> [Data for this exercise]:
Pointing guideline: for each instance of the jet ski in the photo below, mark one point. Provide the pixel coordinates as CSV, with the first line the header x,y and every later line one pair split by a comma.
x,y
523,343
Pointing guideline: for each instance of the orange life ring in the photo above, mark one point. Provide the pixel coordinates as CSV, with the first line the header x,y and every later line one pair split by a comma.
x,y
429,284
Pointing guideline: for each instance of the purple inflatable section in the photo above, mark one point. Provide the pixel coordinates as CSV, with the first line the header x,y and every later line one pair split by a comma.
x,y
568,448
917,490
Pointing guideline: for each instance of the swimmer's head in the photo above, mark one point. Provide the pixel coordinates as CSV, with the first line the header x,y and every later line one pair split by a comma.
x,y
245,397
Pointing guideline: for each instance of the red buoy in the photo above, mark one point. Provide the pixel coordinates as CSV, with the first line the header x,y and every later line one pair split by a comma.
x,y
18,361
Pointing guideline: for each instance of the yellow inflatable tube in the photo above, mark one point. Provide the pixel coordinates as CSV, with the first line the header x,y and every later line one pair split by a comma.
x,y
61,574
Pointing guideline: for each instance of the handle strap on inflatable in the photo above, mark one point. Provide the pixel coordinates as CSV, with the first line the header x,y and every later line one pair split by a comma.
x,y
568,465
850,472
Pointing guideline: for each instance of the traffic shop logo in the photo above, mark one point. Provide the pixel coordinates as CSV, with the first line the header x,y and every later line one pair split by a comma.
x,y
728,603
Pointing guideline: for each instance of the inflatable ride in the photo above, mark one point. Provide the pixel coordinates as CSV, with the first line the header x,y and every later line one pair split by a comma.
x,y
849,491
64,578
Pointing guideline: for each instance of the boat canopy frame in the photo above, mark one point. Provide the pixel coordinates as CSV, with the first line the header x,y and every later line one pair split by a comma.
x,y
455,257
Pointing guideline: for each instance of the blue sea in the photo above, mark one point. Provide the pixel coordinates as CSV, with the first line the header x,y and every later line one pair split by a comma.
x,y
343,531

> [Directions for this task]: Reproduce the material above exactly; please quote every line of it.

> [Response to this task]:
Pointing guideline: for each instance of the jet ski in the photo below, mark one point. Provide the pixel coordinates as CSV, with the first line the header x,y and every later line one pair split by a comma.
x,y
523,343
Pointing guideline: for each instance of the orange life ring in the photo above, mark one point. Provide the pixel coordinates as CSV, with the first line the header x,y and every later line one pair split by a comma.
x,y
429,284
Pointing guideline: for each instance of the purple inflatable section in the photo above, mark one point. Provide the pixel coordinates as CSV, with the first line the header x,y and every later line one pair split by a comma.
x,y
568,448
917,490
Pointing guideline: for each instance of the swimmer's head in the photo above, mark one point. Provide the pixel coordinates as CSV, with the first line the header x,y and every later line one pair split by a comma.
x,y
245,397
Pointing guideline: for each instance of the red buoy in the photo above, mark one point. Provide the pixel coordinates as CSV, with the first line the header x,y and every later line one pair split by a comma.
x,y
18,361
Pointing guideline: for each instance of the yellow inflatable tube in the photo above, mark one point. Provide the pixel coordinates as CSV, with the first line the header x,y and every later line one pair split by a comma.
x,y
61,574
Pointing guideline: for each instance of the handle strap on inflatable in the photo above, mark one point. Provide the pixel coordinates as CSV, with the first line the header x,y and every later line one pair split by a comma.
x,y
568,465
850,472
Pointing guideline: for each instance of the traffic shop logo in the photo above, mark one point. Provide the pixel coordinates as CSV, with the first line the header x,y and every later line one pair split by a comma.
x,y
728,603
Pointing guideline: for each instance of the inflatable ride in the photo above, mark one point. Provide the pixel coordinates as CSV, with the first line the header x,y and every later line one pair split by a comma.
x,y
849,491
64,578
Pointing guideline: for each instance of the boat canopy frame in the photo above, mark one point. Provide the pixel coordinates as CSV, with the first line the header x,y and every later line one pair split by a comma.
x,y
455,257
Pointing guideline: for each instance of the blue sea in the photo above, mark one point. Provide the pixel coordinates as CSV, with the first line the header x,y and every later line one pair split by a comma.
x,y
343,531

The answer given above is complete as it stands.